Task A:
According to the passage on asylee green cards and spousal sponsorship, how long must an asylee generally spend in the US in asylum status before being eligible to apply for a green card?
Task B:
Proceed with the passage on asylee green cards and spousal sponsorship, picking up after its final sentence.

Source document:
As asylee is generally eligible to apply for a green card after 1 year in the US in asylum status. After you’ve applied it could take between 6 months to 1 year to receive your green card. Once you have the green card, you can then submit a petition to sponsor your foreign national spouse. Unfortunately, you then will need to wait another 1-2 years because a spouse of a green card holder is the F2A priority category, and this category is not current. See the visa bulletin for how long F2A category (spouses of permanent residents) are waiting.
If you are filing form I-130 to petition for permanent residency for your spouse, you need to show your relationship is bona fide, or genuine. Give yourself time to think about what documents you have that can be used to prove your relationship. Below is a list with some ideas, but it is not a comprehensive list. An attorney can talk in more detail to you about your particular relationship and the best evidence for your case.

(Stored data entries)
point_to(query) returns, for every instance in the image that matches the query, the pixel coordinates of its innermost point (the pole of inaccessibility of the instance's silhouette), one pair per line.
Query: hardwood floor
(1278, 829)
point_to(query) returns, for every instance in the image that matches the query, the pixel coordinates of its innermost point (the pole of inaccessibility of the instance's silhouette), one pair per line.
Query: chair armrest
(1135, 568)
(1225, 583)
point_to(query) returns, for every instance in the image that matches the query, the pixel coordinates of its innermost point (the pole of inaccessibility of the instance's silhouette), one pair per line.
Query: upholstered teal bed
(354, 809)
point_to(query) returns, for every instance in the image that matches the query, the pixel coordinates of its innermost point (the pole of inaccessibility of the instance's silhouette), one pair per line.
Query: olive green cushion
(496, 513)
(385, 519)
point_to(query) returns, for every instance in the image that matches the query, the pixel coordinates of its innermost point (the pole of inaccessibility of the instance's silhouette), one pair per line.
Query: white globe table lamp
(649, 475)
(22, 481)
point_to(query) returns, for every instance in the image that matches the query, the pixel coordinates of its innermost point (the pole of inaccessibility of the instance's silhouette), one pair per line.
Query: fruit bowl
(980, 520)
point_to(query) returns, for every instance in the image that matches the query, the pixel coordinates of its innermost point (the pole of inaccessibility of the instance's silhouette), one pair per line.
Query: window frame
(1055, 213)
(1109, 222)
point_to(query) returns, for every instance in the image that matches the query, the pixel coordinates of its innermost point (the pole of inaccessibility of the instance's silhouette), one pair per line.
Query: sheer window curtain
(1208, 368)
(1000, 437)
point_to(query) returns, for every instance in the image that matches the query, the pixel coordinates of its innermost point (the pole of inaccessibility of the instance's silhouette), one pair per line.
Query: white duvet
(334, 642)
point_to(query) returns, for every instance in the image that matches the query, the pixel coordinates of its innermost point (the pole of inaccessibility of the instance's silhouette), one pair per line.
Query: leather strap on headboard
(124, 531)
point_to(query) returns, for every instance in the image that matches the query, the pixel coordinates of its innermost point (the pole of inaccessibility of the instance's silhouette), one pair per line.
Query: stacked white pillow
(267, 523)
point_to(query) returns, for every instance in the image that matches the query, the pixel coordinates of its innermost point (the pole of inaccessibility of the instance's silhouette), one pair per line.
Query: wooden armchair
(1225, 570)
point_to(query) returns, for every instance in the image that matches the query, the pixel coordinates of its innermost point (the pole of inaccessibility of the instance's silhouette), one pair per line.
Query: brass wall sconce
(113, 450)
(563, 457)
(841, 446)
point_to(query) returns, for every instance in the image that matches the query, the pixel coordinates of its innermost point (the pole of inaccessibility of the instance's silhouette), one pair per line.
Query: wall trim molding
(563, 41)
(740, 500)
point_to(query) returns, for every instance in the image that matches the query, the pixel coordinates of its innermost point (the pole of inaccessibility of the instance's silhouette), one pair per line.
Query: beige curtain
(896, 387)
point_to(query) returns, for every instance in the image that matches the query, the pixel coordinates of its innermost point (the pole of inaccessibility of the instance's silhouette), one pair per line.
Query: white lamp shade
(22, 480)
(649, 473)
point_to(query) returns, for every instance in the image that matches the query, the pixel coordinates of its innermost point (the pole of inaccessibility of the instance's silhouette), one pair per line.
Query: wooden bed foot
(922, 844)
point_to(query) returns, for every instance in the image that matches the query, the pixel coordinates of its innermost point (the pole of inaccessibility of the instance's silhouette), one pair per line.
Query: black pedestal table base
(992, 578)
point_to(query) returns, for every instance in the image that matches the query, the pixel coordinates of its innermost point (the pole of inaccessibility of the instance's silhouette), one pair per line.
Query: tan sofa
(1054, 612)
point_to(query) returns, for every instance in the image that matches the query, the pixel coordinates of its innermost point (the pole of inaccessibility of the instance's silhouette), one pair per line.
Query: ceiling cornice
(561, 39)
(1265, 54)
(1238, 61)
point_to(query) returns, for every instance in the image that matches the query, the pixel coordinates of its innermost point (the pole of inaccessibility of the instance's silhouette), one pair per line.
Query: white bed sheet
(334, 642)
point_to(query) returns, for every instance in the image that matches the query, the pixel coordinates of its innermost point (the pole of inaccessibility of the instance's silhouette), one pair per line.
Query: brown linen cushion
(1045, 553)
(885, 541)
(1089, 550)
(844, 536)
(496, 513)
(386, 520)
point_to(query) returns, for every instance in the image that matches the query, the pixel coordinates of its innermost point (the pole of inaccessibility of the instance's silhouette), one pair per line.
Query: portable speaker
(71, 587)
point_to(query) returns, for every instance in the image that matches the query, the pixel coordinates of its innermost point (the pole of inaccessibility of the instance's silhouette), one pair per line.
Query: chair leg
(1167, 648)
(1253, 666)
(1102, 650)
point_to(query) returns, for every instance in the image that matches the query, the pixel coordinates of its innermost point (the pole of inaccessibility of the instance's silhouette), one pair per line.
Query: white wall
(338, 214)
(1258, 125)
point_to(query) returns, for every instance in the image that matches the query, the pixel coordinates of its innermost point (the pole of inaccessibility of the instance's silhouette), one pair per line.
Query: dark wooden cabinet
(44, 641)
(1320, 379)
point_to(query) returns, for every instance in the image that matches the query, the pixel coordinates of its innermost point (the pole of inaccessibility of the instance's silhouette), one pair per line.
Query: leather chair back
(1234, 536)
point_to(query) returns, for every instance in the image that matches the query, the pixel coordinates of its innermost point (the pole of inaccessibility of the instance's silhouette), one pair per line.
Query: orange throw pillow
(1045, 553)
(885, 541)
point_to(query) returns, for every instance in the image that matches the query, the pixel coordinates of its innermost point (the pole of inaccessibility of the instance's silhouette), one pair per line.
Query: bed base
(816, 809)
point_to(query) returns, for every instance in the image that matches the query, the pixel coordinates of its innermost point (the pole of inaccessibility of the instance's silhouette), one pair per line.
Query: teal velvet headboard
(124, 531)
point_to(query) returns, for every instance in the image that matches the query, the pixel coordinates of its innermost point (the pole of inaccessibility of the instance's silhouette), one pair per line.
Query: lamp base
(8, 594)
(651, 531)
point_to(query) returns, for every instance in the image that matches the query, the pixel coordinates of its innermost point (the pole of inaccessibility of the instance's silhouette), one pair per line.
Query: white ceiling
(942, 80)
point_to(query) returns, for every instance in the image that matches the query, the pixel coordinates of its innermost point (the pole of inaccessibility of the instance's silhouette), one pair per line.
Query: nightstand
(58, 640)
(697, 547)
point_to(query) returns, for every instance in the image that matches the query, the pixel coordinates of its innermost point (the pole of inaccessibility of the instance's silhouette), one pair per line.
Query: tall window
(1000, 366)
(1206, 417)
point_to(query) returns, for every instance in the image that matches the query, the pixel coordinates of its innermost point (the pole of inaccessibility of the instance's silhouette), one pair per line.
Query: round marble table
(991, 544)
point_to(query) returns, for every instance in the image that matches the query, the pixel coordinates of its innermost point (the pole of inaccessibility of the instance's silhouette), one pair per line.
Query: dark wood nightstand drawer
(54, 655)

Answer box A:
One year.

Answer box B:
USCIS gives a list in the instructions of evidence to provide, and this is the best starting place. Below is USCIS’s list, with my advice for preparing evidence:
Documentation showing joint ownership or property
If you and your spouse own property together, like a house, car, or boat, include a title or deed with that shows both of your names.
A lease showing joint tenancy of a common residence
Include a copy of your lease if it shows both names.
Documentation showing co-mingling of financial resources
While not required, many couples do share a checking or savings account, and this is a good way to show evidence of your relationship.
Birth certificate(s) of child(ren) born to you … and your spouse
This one is pretty straight-forward! Include birth certificates of any children you had together. Make sure both of your names are on the certificate(s).
Affidavits sworn to or affirmed by third parties having personal knowledge of the bona fides of the marital relationship
Ask family members and friends to write letters affirming your relationship. Writers should include their full name, how they know you, how they know about your marriage (e.g.: I know they are really in love, I attended their wedding, or I enjoy eating dinner with them, or we took a trip together last year). Letters should end with an oath, swearing that the information provided is accurate.
USCIS states that each affidavit should also include the writer’s full name, address, date/place of birth, relationship to the couple.
Normally, it is also beneficial for the couple to write similar affidavits explaining how they met and describing the the relationship.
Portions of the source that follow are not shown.